## YOUR TASK
Write out the data below as a JSON list of strings, with each line as its own string and no blank lines.

## TASK INPUT
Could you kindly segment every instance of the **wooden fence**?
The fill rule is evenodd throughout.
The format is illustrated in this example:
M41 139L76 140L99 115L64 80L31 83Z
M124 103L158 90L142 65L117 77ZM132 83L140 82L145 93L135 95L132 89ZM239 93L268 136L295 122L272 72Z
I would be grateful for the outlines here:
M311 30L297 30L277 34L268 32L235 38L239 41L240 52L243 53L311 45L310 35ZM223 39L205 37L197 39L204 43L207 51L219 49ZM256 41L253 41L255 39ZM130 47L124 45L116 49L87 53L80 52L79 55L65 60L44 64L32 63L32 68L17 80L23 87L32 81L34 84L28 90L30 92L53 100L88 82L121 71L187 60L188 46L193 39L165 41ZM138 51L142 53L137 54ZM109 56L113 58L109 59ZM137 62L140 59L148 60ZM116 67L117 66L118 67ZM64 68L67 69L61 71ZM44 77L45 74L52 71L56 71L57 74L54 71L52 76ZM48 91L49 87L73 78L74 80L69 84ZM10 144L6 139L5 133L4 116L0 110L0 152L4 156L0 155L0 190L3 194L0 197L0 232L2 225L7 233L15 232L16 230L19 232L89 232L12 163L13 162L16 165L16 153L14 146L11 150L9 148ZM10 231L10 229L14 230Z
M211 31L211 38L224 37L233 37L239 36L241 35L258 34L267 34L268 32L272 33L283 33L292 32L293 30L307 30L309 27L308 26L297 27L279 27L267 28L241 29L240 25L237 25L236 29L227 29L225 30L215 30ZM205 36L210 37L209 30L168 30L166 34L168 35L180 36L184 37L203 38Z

## EXERCISE OUTPUT
[
  "Could you kindly segment every instance of the **wooden fence**?",
  "The fill rule is evenodd throughout.",
  "The format is illustrated in this example:",
  "M41 139L76 140L99 115L64 80L31 83Z",
  "M124 103L158 90L142 65L117 77ZM132 83L140 82L145 93L135 95L132 89ZM239 93L268 136L295 122L272 72Z",
  "I would be grateful for the outlines here:",
  "M311 30L297 30L277 34L268 32L235 38L239 41L240 52L243 53L311 45L310 35ZM223 39L205 37L197 39L204 43L207 51L219 49ZM256 41L253 41L255 39ZM130 47L124 45L116 49L87 53L80 52L79 55L65 60L44 64L32 63L32 68L17 80L23 87L32 81L34 84L28 90L30 92L53 100L88 82L121 71L187 60L188 46L193 39L165 41ZM138 51L142 53L137 54ZM109 56L113 58L109 59ZM137 62L140 59L148 60ZM116 67L117 66L118 67ZM64 68L67 69L61 71ZM44 77L45 74L52 71L56 71L57 74L54 71L52 76ZM48 91L49 87L73 78L74 80L69 84ZM10 144L6 139L5 133L4 116L0 110L0 152L4 156L0 155L0 190L3 194L0 197L0 232L2 225L7 233L15 232L16 230L19 232L89 232L12 163L13 162L16 165L16 153L14 146L11 150L9 148ZM10 231L10 229L14 230Z",
  "M211 31L211 38L224 37L233 37L239 36L241 35L258 34L267 34L268 32L272 33L283 33L292 32L293 30L307 30L309 27L308 26L297 27L279 27L267 28L241 29L240 25L237 25L236 29L227 29L225 30L215 30ZM205 36L210 37L209 30L168 30L166 34L168 35L180 36L184 37L203 38Z"
]